### Required task
Identify and copy every line of the material that contains the word "hull", treating uppercase and lowercase letters as distinct.

### Exercise material

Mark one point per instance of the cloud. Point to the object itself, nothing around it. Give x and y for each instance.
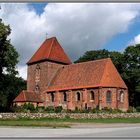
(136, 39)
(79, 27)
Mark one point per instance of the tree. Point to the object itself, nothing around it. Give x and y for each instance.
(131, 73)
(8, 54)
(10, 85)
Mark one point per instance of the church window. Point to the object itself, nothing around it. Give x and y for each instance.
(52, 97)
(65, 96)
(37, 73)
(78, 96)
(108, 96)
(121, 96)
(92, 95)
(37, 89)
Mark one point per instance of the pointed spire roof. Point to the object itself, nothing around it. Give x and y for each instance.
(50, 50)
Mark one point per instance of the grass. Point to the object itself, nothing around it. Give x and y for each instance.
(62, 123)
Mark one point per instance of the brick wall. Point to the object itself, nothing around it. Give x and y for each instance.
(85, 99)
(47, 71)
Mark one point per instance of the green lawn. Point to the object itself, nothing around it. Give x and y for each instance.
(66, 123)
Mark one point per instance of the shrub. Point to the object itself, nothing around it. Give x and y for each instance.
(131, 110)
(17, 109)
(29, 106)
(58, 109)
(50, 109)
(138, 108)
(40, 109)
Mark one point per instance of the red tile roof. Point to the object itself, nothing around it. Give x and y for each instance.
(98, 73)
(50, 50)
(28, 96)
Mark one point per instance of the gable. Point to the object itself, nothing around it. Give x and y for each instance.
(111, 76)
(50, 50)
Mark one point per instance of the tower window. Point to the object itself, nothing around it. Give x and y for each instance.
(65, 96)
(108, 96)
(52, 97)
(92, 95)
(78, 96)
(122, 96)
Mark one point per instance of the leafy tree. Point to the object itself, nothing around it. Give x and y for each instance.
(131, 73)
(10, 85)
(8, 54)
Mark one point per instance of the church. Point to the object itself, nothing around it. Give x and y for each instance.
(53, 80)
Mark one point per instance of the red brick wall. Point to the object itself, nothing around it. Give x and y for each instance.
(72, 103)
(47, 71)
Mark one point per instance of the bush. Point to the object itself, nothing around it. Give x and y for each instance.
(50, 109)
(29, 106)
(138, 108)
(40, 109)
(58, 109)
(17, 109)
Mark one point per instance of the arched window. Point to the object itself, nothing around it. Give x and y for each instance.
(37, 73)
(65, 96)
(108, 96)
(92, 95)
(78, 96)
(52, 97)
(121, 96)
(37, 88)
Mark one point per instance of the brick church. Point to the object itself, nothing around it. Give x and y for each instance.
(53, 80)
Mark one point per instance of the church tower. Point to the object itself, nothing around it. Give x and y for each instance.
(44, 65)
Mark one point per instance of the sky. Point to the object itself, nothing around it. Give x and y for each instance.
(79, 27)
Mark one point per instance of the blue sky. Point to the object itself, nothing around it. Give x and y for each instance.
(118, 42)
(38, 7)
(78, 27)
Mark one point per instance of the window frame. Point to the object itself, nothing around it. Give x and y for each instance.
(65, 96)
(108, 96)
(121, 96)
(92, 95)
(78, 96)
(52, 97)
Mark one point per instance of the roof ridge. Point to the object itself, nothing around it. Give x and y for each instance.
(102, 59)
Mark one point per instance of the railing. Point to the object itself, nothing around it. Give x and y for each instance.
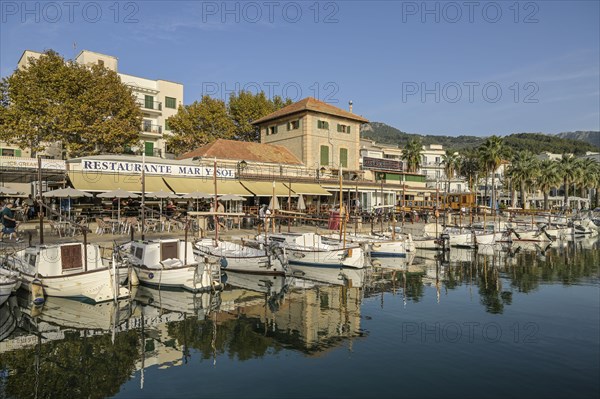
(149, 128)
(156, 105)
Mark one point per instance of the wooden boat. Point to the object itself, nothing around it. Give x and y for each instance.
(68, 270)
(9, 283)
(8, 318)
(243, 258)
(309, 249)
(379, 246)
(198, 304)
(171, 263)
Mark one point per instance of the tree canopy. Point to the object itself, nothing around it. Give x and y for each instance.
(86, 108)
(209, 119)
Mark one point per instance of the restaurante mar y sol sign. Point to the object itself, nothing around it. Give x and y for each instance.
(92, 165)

---

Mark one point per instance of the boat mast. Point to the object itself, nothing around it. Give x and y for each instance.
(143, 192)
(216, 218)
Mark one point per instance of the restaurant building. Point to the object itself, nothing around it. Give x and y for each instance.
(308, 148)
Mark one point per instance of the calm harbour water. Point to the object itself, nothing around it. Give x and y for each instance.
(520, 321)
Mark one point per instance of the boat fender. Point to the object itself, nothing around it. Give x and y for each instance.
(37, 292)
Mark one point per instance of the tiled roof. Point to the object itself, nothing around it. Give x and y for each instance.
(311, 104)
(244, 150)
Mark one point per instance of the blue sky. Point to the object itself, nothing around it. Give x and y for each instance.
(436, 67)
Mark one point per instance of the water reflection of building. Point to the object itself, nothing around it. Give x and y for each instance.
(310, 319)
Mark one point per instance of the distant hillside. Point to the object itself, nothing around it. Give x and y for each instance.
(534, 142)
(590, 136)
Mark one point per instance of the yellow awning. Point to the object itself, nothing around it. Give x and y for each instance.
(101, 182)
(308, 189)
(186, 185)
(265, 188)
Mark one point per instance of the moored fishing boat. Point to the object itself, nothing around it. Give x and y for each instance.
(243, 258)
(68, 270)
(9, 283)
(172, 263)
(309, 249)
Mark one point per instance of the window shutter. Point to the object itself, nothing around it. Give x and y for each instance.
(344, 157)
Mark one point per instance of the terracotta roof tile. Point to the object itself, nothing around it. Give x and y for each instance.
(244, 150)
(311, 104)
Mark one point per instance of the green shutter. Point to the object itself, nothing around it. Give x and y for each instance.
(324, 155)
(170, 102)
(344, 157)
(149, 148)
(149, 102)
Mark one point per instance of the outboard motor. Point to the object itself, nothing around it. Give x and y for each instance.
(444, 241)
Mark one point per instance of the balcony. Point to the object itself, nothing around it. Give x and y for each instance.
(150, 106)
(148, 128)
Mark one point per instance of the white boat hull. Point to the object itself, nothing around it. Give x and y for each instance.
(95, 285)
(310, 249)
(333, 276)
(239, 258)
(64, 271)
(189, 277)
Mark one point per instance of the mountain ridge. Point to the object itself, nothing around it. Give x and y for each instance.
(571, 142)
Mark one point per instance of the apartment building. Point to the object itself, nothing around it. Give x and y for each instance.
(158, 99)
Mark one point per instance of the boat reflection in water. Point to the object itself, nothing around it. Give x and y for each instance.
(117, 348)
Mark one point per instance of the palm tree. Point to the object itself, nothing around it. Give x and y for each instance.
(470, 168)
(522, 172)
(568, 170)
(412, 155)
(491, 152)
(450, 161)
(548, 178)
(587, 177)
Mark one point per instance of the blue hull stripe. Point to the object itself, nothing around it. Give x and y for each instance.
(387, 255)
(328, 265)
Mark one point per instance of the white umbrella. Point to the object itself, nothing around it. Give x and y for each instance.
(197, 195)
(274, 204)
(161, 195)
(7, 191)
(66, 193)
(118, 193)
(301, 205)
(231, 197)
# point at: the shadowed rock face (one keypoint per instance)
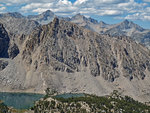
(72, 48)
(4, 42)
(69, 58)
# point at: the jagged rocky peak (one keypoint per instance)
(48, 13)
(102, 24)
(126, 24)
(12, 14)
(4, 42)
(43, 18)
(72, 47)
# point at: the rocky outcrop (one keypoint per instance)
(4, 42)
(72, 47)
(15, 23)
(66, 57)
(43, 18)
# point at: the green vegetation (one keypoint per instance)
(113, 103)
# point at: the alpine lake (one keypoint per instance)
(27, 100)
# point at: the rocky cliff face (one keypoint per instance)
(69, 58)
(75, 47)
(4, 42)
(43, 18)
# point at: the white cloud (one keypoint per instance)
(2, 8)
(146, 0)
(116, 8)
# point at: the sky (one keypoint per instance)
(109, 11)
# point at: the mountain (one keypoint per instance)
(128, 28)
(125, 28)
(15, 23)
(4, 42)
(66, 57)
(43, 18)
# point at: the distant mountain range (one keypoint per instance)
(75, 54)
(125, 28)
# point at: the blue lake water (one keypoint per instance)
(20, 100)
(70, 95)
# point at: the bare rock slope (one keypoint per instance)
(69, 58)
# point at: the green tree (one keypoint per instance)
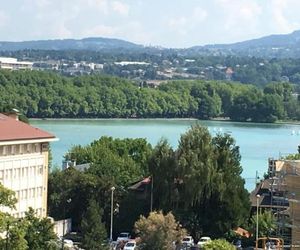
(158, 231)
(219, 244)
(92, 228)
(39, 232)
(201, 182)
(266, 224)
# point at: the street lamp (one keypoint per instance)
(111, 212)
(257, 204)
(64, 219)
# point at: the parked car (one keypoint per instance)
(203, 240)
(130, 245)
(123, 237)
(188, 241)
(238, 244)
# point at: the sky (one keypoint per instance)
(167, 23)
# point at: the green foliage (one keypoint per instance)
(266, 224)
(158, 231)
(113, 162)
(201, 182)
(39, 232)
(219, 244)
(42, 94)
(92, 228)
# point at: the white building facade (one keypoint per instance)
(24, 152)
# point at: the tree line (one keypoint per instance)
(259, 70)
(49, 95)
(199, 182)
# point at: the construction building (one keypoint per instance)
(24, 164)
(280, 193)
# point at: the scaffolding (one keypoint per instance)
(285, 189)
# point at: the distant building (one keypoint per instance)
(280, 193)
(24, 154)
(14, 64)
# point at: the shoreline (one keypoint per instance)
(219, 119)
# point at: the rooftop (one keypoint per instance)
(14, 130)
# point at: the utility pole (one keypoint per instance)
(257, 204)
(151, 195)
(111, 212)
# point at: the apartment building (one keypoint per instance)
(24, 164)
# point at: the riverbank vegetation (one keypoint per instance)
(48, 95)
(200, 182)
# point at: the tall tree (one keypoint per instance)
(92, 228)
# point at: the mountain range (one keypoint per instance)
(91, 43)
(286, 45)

### Result of the exercise
Mark one point per instance of the white boat hull. Point to the object itself, nothing around it. Give x and y for each instance.
Mark one point per instance of the blue hull stripe. Point to the object itself, nothing around it. Give x and y for each instance.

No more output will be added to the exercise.